[Records contained in a dataset]
_____
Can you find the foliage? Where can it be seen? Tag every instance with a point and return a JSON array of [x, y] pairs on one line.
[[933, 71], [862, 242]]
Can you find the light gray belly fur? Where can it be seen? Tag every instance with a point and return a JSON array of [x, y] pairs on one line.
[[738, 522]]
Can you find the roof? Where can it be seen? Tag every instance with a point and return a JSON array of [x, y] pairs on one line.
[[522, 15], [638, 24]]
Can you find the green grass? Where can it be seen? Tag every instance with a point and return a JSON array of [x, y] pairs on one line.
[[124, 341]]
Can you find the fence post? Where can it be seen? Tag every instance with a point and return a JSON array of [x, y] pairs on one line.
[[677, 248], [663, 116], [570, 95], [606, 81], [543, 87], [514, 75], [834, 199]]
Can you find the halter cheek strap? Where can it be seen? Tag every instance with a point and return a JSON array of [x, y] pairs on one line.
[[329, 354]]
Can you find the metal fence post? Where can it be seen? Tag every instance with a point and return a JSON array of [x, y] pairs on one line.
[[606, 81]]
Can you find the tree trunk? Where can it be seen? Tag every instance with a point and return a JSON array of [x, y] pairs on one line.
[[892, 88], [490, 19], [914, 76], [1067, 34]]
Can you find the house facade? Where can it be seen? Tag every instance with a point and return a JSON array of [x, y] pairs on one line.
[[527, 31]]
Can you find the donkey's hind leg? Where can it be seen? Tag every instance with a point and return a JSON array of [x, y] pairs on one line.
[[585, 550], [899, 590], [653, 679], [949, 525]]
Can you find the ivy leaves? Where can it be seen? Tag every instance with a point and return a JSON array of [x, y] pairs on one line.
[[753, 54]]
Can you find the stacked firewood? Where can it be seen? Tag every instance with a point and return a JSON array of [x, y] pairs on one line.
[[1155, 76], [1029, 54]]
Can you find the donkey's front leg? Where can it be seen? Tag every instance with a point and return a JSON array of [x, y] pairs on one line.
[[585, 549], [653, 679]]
_____
What is required: Write out exactly the lines from the one containing "Can you find the house" through the end of the data, both included. Add nothing else.

Solution below:
Can you find the house facade? Where can it be seen? Tag every instance with a point and return a JSON array of [x, y] pairs on one line.
[[527, 31]]
Can you find the donkey's hind leg? Where can it be seen? Tag every instance with a point and return a JSON array of [x, y] pairs on one line.
[[585, 550], [899, 590], [653, 679], [949, 525]]
Can you find the ivy leaves? Where can it be seen? Tag every instance with a point and return a JSON array of [x, y] pairs on one line.
[[753, 54]]
Can you find the stacked firewood? Where can it be seen? Tag every instance with a point and return a JSON array of [x, y] pairs on one line.
[[1155, 76], [1029, 54]]
Can you find the donkey's front leg? Where can it be seen? Tag every instance with a point and return a JSON array of [x, y] pairs on one line.
[[585, 549], [653, 679]]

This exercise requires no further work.